YOUR GOAL:
Copy each entry as it stands, leaving nothing out.

┄┄┄┄┄┄

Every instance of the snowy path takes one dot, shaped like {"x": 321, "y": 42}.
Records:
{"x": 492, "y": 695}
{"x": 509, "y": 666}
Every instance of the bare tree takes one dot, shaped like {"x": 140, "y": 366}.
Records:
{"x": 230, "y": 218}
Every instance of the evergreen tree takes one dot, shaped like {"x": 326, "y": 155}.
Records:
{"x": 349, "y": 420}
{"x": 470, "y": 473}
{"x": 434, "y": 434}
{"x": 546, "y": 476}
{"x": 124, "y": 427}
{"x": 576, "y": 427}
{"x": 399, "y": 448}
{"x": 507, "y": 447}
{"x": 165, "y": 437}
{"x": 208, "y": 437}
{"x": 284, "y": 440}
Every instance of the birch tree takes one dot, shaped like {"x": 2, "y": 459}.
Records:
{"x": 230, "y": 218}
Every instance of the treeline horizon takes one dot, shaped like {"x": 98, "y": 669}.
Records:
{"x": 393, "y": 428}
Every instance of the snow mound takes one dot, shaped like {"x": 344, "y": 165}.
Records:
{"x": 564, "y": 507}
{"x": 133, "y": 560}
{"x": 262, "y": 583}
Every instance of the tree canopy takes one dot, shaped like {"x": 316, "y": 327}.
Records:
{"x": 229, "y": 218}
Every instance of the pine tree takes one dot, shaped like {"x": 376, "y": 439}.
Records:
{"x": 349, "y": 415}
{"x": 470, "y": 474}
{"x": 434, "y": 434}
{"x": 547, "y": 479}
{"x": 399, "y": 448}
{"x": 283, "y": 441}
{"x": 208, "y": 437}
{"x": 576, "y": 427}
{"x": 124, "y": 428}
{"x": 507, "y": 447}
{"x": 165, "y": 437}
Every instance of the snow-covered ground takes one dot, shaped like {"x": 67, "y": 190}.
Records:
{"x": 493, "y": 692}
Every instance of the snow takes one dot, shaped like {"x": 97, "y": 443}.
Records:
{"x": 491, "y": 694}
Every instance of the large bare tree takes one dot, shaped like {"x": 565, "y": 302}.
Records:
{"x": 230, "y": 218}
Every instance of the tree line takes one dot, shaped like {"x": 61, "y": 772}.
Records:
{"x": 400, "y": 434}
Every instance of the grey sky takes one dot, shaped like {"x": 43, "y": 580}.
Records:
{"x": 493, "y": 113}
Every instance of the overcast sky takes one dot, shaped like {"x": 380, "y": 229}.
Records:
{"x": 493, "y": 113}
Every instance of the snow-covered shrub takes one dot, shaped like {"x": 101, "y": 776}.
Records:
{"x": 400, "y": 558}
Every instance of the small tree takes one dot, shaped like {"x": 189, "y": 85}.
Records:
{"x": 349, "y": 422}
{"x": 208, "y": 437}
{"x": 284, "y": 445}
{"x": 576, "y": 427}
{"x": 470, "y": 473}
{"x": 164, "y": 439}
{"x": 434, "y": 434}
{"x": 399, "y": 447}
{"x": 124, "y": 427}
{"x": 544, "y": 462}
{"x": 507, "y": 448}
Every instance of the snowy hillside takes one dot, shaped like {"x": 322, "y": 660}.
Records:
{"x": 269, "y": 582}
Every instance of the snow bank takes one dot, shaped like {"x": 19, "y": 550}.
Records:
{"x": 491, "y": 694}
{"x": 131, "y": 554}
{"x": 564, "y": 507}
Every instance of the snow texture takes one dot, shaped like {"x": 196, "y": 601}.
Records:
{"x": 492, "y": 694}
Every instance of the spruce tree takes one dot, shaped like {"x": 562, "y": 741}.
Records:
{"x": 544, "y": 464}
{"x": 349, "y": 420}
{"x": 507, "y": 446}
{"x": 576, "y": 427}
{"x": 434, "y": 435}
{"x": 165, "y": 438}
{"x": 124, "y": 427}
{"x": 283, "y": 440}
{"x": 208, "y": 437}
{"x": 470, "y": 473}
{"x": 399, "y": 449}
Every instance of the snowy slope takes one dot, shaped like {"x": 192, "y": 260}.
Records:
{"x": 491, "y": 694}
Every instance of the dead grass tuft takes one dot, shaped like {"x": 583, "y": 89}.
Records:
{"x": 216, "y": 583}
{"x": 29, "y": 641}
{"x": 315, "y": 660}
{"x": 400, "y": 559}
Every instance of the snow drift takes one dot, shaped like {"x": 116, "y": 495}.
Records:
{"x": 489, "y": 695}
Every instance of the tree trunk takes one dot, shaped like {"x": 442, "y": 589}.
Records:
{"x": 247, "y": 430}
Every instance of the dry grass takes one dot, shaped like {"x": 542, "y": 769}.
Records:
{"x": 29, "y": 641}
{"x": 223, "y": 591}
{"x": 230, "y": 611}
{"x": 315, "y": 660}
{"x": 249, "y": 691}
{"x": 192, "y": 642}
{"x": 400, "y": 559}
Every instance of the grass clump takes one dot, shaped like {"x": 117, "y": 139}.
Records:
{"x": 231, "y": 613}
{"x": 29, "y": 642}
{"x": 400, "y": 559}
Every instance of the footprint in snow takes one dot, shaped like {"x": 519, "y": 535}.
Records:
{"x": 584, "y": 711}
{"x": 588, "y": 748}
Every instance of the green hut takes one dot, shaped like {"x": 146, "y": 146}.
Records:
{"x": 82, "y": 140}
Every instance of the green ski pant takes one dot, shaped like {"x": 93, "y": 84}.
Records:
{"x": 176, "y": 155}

┄┄┄┄┄┄

COMPLETE OUTPUT:
Every instance of the snowy path takes one dot, shaped like {"x": 321, "y": 42}.
Records:
{"x": 492, "y": 695}
{"x": 509, "y": 666}
Every instance of the bare tree takes one dot, shaped like {"x": 140, "y": 366}.
Records:
{"x": 230, "y": 218}
Every instance of the evergreen tree takes one dot, shaped like {"x": 326, "y": 155}.
Records:
{"x": 349, "y": 420}
{"x": 470, "y": 473}
{"x": 434, "y": 434}
{"x": 546, "y": 476}
{"x": 124, "y": 427}
{"x": 576, "y": 427}
{"x": 399, "y": 448}
{"x": 507, "y": 447}
{"x": 165, "y": 437}
{"x": 208, "y": 437}
{"x": 284, "y": 440}
Every instance of the birch tree takes one dot, shaped like {"x": 2, "y": 459}.
Records:
{"x": 230, "y": 218}
Every instance of the treeline horizon takes one dot, shaped like {"x": 98, "y": 669}.
Records:
{"x": 393, "y": 428}
Every instance of the snow mound takes one dot, shaped like {"x": 344, "y": 165}.
Records:
{"x": 564, "y": 507}
{"x": 133, "y": 560}
{"x": 262, "y": 583}
Every instance of the tree canopy takes one dot, shaped like {"x": 316, "y": 327}.
Records:
{"x": 229, "y": 218}
Every instance of the pine tree takes one dot, shaped like {"x": 376, "y": 439}.
Records:
{"x": 349, "y": 415}
{"x": 470, "y": 474}
{"x": 434, "y": 434}
{"x": 547, "y": 479}
{"x": 399, "y": 448}
{"x": 283, "y": 441}
{"x": 208, "y": 437}
{"x": 576, "y": 427}
{"x": 124, "y": 428}
{"x": 507, "y": 447}
{"x": 165, "y": 437}
Every instance of the snow-covered ground takes one dot, shaped like {"x": 67, "y": 190}.
Records:
{"x": 493, "y": 692}
Every instance of the snow takes one dot, shaped like {"x": 97, "y": 443}.
Records:
{"x": 491, "y": 694}
Every instance of the large bare tree takes one dot, shaped like {"x": 565, "y": 302}.
Records:
{"x": 230, "y": 218}
Every instance of the tree line takes one dot, shaped like {"x": 61, "y": 772}.
Records:
{"x": 400, "y": 434}
Every instance of the grey sky takes one dot, shaped like {"x": 43, "y": 580}.
Records:
{"x": 493, "y": 113}
Every instance of the overcast sky takes one dot, shaped like {"x": 380, "y": 229}.
Records:
{"x": 493, "y": 113}
Every instance of the snow-covered shrub takes one dot, shaped like {"x": 101, "y": 776}.
Records:
{"x": 400, "y": 558}
Every instance of the small tree takes one dot, shaped like {"x": 189, "y": 85}.
Records:
{"x": 349, "y": 422}
{"x": 208, "y": 437}
{"x": 284, "y": 445}
{"x": 576, "y": 427}
{"x": 470, "y": 473}
{"x": 164, "y": 439}
{"x": 434, "y": 434}
{"x": 399, "y": 447}
{"x": 124, "y": 427}
{"x": 544, "y": 462}
{"x": 507, "y": 448}
Every instance of the snowy hillside takes one dot, shaped like {"x": 322, "y": 660}.
Records:
{"x": 269, "y": 582}
Every instance of the snow bank takes one dot, shaped like {"x": 19, "y": 550}.
Records:
{"x": 491, "y": 694}
{"x": 131, "y": 554}
{"x": 564, "y": 507}
Every instance of the snow texture takes one dot, shaped like {"x": 196, "y": 601}.
Records:
{"x": 492, "y": 694}
Every instance of the spruce tree takes one dot, shaped like {"x": 562, "y": 741}.
Records:
{"x": 544, "y": 464}
{"x": 349, "y": 420}
{"x": 507, "y": 446}
{"x": 576, "y": 427}
{"x": 434, "y": 435}
{"x": 165, "y": 438}
{"x": 124, "y": 427}
{"x": 283, "y": 440}
{"x": 208, "y": 437}
{"x": 470, "y": 473}
{"x": 399, "y": 449}
Every instance of the snowy slope takes one dot, shaped like {"x": 192, "y": 260}.
Records:
{"x": 491, "y": 694}
Every instance of the dead grass tuft takes one dot, shaped like {"x": 583, "y": 89}.
Records:
{"x": 216, "y": 583}
{"x": 29, "y": 641}
{"x": 315, "y": 660}
{"x": 400, "y": 559}
Every instance of the snow drift takes one dot, shaped like {"x": 116, "y": 495}.
Records:
{"x": 489, "y": 695}
Every instance of the tree trunk takes one dot, shaped like {"x": 442, "y": 589}.
Records:
{"x": 247, "y": 430}
Every instance of the dry grass takes one dot, shaped like {"x": 542, "y": 769}.
Records:
{"x": 29, "y": 641}
{"x": 223, "y": 591}
{"x": 230, "y": 611}
{"x": 315, "y": 660}
{"x": 249, "y": 691}
{"x": 192, "y": 642}
{"x": 400, "y": 559}
Every instance of the grass clump takes one dot, shaped like {"x": 117, "y": 139}.
Records:
{"x": 231, "y": 613}
{"x": 29, "y": 642}
{"x": 400, "y": 559}
Every instance of the footprint in snow takes one dot, shaped like {"x": 519, "y": 535}.
Records:
{"x": 584, "y": 711}
{"x": 588, "y": 748}
Every instance of the green hut takes one dot, shaped like {"x": 146, "y": 146}.
Records:
{"x": 82, "y": 140}
Every instance of the green ski pant takes one dot, shaped like {"x": 93, "y": 84}.
Records:
{"x": 176, "y": 155}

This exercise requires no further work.